THE EXERCISE.
Could you copy out, word for word, the rows below, starting with the first one and going on through the line with "Now the runner wearing", both of those included, but leaving the pictures out?

MATERIAL PROVIDED.
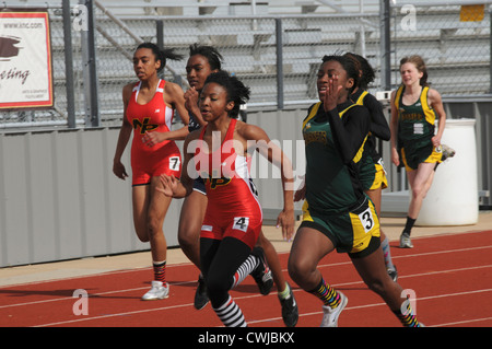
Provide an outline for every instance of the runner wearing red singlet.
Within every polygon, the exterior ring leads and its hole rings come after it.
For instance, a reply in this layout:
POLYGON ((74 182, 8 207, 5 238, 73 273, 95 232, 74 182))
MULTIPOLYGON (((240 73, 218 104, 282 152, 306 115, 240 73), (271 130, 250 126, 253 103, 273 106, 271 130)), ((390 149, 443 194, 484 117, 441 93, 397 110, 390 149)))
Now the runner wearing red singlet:
POLYGON ((159 175, 179 176, 180 154, 174 140, 188 135, 187 126, 171 130, 174 110, 179 113, 185 125, 188 112, 185 108, 183 89, 160 80, 157 72, 165 67, 166 59, 179 59, 172 49, 161 51, 151 43, 139 45, 133 54, 133 70, 140 80, 122 89, 124 118, 113 160, 113 172, 118 178, 128 177, 121 156, 133 133, 131 143, 133 224, 137 236, 150 242, 154 280, 142 300, 161 300, 168 296, 166 282, 167 244, 163 232, 164 218, 171 198, 157 194, 161 186, 159 175))
POLYGON ((163 188, 159 189, 168 197, 185 197, 192 191, 194 178, 200 175, 206 181, 208 203, 200 234, 200 266, 212 309, 225 326, 234 327, 246 326, 246 322, 229 291, 249 274, 261 272, 266 265, 261 249, 255 247, 262 214, 249 182, 251 151, 258 150, 281 167, 284 208, 277 223, 284 239, 294 232, 290 160, 261 128, 234 119, 248 97, 249 89, 225 71, 207 78, 199 107, 208 124, 185 140, 181 181, 161 175, 163 188))
POLYGON ((261 231, 262 212, 249 181, 249 156, 237 154, 234 149, 236 123, 231 119, 221 148, 211 153, 202 144, 207 126, 200 132, 194 160, 210 201, 200 236, 214 240, 233 236, 253 249, 261 231))
POLYGON ((144 143, 147 132, 169 132, 174 110, 164 102, 164 85, 160 80, 154 96, 149 103, 138 103, 142 82, 136 83, 127 106, 127 118, 133 127, 131 143, 132 184, 149 184, 153 176, 162 173, 179 177, 180 152, 173 140, 164 140, 152 147, 144 143))

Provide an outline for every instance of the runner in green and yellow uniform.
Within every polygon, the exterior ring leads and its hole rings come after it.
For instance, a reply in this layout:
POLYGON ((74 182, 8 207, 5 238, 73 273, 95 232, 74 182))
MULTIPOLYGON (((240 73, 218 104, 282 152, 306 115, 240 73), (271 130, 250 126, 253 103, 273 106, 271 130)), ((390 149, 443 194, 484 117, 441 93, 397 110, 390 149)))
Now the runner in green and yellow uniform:
POLYGON ((321 102, 309 108, 303 123, 306 177, 294 199, 305 198, 304 216, 292 245, 289 274, 324 303, 321 326, 335 327, 348 299, 324 280, 317 265, 335 249, 345 252, 364 282, 402 324, 419 326, 402 288, 386 272, 379 221, 359 177, 371 123, 367 109, 348 97, 358 84, 359 69, 348 57, 323 58, 317 78, 321 102))
POLYGON ((413 247, 410 232, 422 200, 431 188, 434 171, 442 162, 441 138, 446 125, 441 94, 430 89, 427 72, 420 56, 400 61, 401 85, 391 93, 391 161, 402 163, 412 191, 400 247, 413 247), (435 132, 435 121, 438 129, 435 132))

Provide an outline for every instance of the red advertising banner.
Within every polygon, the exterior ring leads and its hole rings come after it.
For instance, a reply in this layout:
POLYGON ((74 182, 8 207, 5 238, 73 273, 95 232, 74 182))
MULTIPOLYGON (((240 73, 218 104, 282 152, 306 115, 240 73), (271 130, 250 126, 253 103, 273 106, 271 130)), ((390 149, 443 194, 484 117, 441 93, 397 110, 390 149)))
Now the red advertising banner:
POLYGON ((0 110, 54 105, 48 12, 0 11, 0 110))

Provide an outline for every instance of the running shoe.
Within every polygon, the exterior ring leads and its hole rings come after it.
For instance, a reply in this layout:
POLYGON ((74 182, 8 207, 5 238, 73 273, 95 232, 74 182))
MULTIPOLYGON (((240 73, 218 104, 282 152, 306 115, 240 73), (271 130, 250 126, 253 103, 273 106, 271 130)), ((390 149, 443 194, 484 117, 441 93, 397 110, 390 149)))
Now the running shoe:
POLYGON ((152 288, 142 295, 142 301, 156 301, 169 296, 169 284, 162 286, 161 281, 152 281, 152 288))
POLYGON ((396 280, 398 280, 398 271, 397 271, 396 267, 395 267, 395 269, 387 268, 386 271, 388 272, 388 275, 393 281, 396 282, 396 280))
POLYGON ((342 293, 337 291, 340 294, 340 304, 336 309, 332 309, 329 305, 323 305, 323 321, 319 327, 338 327, 338 317, 340 316, 343 309, 347 306, 349 299, 342 293))
POLYGON ((413 248, 412 241, 410 240, 410 234, 402 232, 400 235, 400 248, 413 248))
POLYGON ((263 248, 257 246, 253 248, 251 255, 259 259, 258 266, 251 271, 251 277, 255 279, 260 293, 267 295, 273 286, 273 278, 271 277, 271 270, 268 268, 267 260, 265 259, 263 248))
POLYGON ((437 151, 441 151, 443 153, 441 161, 445 161, 446 159, 453 158, 456 154, 456 151, 446 144, 441 144, 437 151))
MULTIPOLYGON (((289 284, 289 282, 288 282, 289 284)), ((295 327, 298 319, 297 303, 295 302, 294 292, 289 284, 289 295, 285 299, 281 299, 279 295, 280 305, 282 306, 282 318, 286 327, 295 327)))
POLYGON ((203 277, 198 277, 197 292, 195 293, 195 309, 202 310, 209 303, 209 295, 207 294, 207 286, 204 284, 203 277))

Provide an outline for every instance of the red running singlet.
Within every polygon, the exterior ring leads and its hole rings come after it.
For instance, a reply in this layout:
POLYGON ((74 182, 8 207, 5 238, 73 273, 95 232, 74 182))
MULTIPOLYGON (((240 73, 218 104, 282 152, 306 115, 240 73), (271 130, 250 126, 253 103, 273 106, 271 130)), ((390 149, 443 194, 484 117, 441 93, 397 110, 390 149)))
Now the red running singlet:
POLYGON ((151 177, 161 174, 179 177, 181 155, 174 141, 163 141, 153 147, 142 142, 145 132, 168 132, 174 110, 164 102, 164 80, 160 80, 152 100, 147 104, 137 103, 141 82, 136 83, 127 106, 127 119, 133 126, 131 143, 132 185, 149 184, 151 177))
POLYGON ((208 151, 201 130, 195 151, 195 166, 203 178, 208 206, 201 226, 201 237, 222 240, 233 236, 253 248, 262 224, 262 211, 250 181, 248 158, 234 150, 236 119, 231 124, 221 148, 208 151))

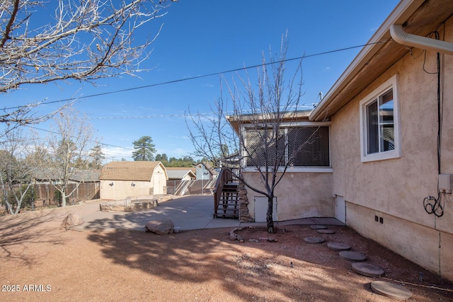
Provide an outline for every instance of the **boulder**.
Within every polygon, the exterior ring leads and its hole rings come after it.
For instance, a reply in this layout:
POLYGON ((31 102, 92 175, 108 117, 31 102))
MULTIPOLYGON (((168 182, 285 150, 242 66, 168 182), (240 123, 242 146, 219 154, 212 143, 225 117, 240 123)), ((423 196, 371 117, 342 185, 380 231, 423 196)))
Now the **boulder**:
POLYGON ((66 217, 64 217, 64 219, 63 219, 60 228, 64 228, 68 230, 71 226, 79 226, 83 223, 84 221, 80 218, 80 215, 78 214, 69 213, 66 217))
POLYGON ((175 225, 171 219, 152 220, 144 226, 147 232, 154 233, 157 235, 167 235, 173 233, 175 225))

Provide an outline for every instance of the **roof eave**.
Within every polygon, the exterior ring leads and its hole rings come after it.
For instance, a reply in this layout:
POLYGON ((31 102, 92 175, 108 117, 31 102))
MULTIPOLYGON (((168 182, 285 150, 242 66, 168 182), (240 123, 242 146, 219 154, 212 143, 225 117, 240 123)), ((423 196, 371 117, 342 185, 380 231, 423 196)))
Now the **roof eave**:
MULTIPOLYGON (((344 88, 355 77, 357 74, 368 64, 386 42, 391 39, 390 27, 393 24, 403 23, 422 5, 424 0, 403 0, 394 9, 374 35, 355 57, 346 70, 335 82, 326 96, 314 109, 309 116, 311 121, 322 121, 329 119, 335 112, 328 112, 327 108, 340 95, 344 88)), ((391 64, 393 62, 380 62, 381 64, 391 64)))

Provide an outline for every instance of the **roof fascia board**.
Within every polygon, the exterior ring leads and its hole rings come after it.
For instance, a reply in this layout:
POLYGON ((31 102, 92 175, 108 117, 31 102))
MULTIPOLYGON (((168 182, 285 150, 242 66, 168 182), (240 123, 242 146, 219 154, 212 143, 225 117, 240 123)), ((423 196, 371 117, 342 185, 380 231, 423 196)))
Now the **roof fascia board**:
POLYGON ((339 94, 348 83, 368 62, 384 45, 391 38, 389 28, 395 23, 402 24, 422 5, 425 0, 402 0, 384 21, 373 36, 369 39, 359 54, 349 64, 346 70, 331 88, 321 103, 313 110, 309 117, 316 120, 323 112, 327 106, 339 94))

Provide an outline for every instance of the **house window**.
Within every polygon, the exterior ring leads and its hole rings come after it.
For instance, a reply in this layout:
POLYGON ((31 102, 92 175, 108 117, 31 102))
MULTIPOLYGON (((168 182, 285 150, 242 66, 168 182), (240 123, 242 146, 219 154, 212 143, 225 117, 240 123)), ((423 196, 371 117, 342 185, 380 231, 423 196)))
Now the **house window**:
POLYGON ((294 167, 330 167, 328 126, 282 127, 246 130, 248 167, 288 164, 294 167))
POLYGON ((362 161, 400 156, 396 76, 360 102, 362 161))

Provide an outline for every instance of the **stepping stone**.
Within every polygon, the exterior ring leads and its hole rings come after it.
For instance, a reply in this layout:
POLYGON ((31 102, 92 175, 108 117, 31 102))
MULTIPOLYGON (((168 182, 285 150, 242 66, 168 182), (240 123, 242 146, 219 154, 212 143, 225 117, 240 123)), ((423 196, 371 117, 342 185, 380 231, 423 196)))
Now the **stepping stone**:
POLYGON ((354 262, 365 261, 367 259, 367 256, 363 254, 357 252, 351 252, 350 250, 343 250, 340 252, 340 257, 354 262))
POLYGON ((321 230, 321 229, 327 228, 327 226, 321 226, 321 224, 313 224, 310 226, 310 228, 311 228, 312 230, 321 230))
POLYGON ((324 239, 320 237, 307 237, 304 240, 307 243, 319 244, 324 242, 324 239))
POLYGON ((384 269, 369 263, 354 262, 352 266, 354 272, 364 276, 380 277, 384 275, 384 269))
POLYGON ((395 300, 406 300, 412 296, 412 291, 394 283, 385 281, 371 282, 371 289, 375 293, 395 300))
POLYGON ((321 228, 319 230, 316 230, 316 232, 321 234, 335 234, 335 231, 328 230, 327 228, 321 228))
POLYGON ((339 242, 330 242, 327 243, 327 247, 331 250, 335 250, 336 252, 349 250, 351 249, 350 245, 339 242))

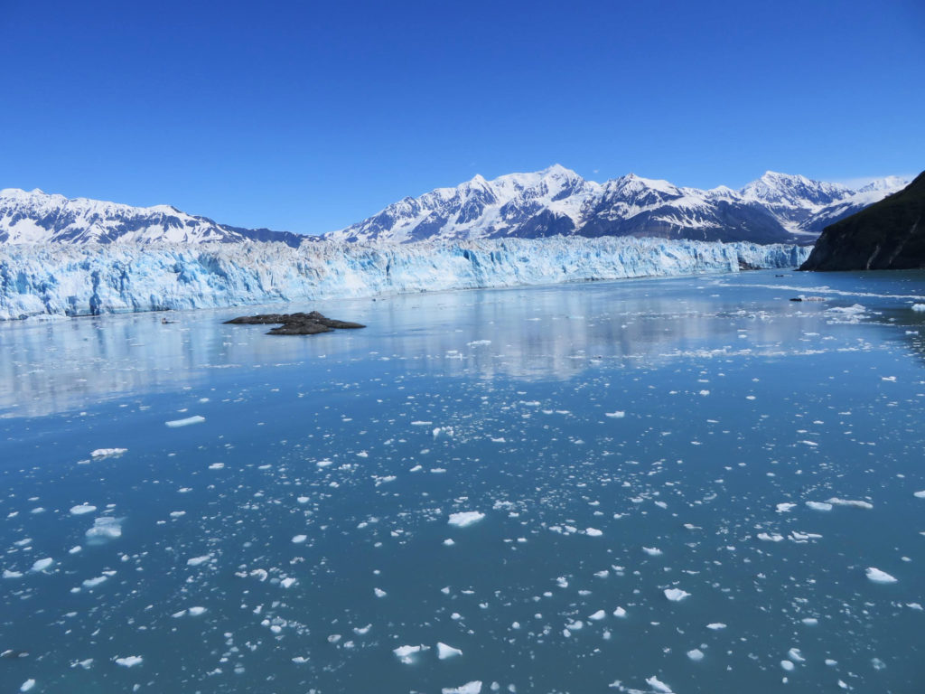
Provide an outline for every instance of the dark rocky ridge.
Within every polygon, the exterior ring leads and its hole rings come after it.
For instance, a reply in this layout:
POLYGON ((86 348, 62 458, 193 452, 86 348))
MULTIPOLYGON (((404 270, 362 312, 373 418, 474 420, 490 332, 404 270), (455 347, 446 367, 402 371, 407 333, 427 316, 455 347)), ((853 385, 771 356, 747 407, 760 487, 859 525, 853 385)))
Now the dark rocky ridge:
POLYGON ((925 172, 899 192, 825 228, 801 270, 925 268, 925 172))
POLYGON ((279 325, 278 328, 274 328, 267 332, 267 335, 316 335, 319 332, 331 332, 335 328, 349 329, 366 327, 359 323, 328 318, 317 311, 312 311, 308 314, 241 316, 231 320, 226 320, 225 323, 237 326, 279 325))

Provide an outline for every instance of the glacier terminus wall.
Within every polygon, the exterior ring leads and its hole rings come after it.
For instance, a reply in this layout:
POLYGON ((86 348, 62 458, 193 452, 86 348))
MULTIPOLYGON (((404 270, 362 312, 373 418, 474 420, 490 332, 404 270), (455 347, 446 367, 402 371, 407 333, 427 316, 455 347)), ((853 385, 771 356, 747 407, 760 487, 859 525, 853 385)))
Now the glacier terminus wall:
POLYGON ((796 267, 796 245, 599 239, 0 246, 0 320, 796 267))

ANSWER FOR THIS EXERCISE.
Provide an outline for every instance of the runner wearing red singlet.
Within every polygon, the exterior ring leads and its hole rings come after it.
For instance, a reply in this layout:
POLYGON ((74 182, 8 207, 5 238, 73 273, 95 232, 74 182))
MULTIPOLYGON (((240 73, 218 104, 282 152, 306 115, 240 73), (271 130, 250 126, 253 103, 273 106, 271 130)), ((390 149, 443 194, 484 117, 441 93, 397 110, 390 149)))
Now the runner wearing red singlet:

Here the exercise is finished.